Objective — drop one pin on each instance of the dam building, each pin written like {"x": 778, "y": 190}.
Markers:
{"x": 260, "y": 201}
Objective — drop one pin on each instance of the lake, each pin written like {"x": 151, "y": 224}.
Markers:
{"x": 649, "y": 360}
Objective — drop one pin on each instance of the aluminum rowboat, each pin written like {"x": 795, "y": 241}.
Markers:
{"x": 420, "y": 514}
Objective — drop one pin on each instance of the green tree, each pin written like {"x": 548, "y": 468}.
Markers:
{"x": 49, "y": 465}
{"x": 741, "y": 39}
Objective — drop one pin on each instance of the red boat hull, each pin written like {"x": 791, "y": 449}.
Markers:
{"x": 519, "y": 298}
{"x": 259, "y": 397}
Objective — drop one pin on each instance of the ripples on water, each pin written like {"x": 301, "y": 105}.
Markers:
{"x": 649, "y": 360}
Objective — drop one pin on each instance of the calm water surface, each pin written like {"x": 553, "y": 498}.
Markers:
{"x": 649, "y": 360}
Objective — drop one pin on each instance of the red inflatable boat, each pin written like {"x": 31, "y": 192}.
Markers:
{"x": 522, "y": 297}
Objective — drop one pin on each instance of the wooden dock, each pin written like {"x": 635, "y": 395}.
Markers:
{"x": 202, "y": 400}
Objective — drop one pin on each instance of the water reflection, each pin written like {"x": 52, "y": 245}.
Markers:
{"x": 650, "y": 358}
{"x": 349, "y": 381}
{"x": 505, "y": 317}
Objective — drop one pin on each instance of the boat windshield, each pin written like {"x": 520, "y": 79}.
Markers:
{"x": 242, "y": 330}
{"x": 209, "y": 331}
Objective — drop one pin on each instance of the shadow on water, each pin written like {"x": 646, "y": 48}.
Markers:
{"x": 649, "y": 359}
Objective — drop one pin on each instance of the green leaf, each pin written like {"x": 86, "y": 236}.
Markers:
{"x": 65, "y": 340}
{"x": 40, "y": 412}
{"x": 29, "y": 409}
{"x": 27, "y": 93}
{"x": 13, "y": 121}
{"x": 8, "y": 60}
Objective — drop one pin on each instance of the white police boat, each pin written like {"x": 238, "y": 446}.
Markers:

▸ Exercise prompt: Rewrite all of the material above as a numbered list, one line per item, with blank lines left out.

▸ Answer below:
1. Objective — drop one pin on each instance of the dam building, each pin written like {"x": 778, "y": 190}.
2. Markers:
3. {"x": 260, "y": 201}
4. Objective — drop one pin on each instance of the lake, each pin written like {"x": 151, "y": 224}.
5. Markers:
6. {"x": 649, "y": 360}
7. Objective — drop one pin on each instance of the aluminum rowboat, each pin written like {"x": 795, "y": 241}.
8. Markers:
9. {"x": 420, "y": 514}
10. Objective — drop one pin on each instance of the green tree, each pin written like {"x": 548, "y": 468}.
11. Markers:
12. {"x": 49, "y": 465}
13. {"x": 741, "y": 39}
14. Objective — drop one pin on each instance of the red boat hull, each pin written like {"x": 791, "y": 449}.
15. Markers:
16. {"x": 519, "y": 298}
17. {"x": 259, "y": 397}
18. Objective — drop one pin on each instance of the ripples on water, each pin written like {"x": 301, "y": 105}.
19. Markers:
20. {"x": 649, "y": 360}
21. Objective — drop one pin on each instance of the calm water surface, each pin written like {"x": 553, "y": 498}.
22. Markers:
23. {"x": 649, "y": 360}
24. Objective — drop one pin on each instance of the red inflatable boat, each pin written like {"x": 31, "y": 192}.
25. Markers:
26. {"x": 522, "y": 297}
27. Objective — drop one pin on each instance of the wooden dock, each pin written like {"x": 635, "y": 395}.
28. Markers:
29. {"x": 202, "y": 400}
30. Objective — drop one pin on each instance of the water reflection, each pin written like {"x": 52, "y": 245}.
31. Markers:
32. {"x": 650, "y": 358}
33. {"x": 349, "y": 381}
34. {"x": 505, "y": 317}
35. Objective — drop one pin on each instance of the boat windshield, each pin written like {"x": 520, "y": 79}.
36. Markers:
37. {"x": 242, "y": 330}
38. {"x": 209, "y": 331}
39. Objective — drop one pin on each instance of the shadow on water, each pin written like {"x": 646, "y": 48}.
40. Markers:
41. {"x": 649, "y": 359}
42. Objective — drop one pin on each instance of the green leaf, each pin written like {"x": 86, "y": 236}.
43. Markers:
44. {"x": 65, "y": 340}
45. {"x": 40, "y": 412}
46. {"x": 29, "y": 409}
47. {"x": 27, "y": 93}
48. {"x": 13, "y": 121}
49. {"x": 8, "y": 60}
50. Objective — drop one pin on each instance of the white police boat, each pin written like {"x": 238, "y": 446}.
51. Markers:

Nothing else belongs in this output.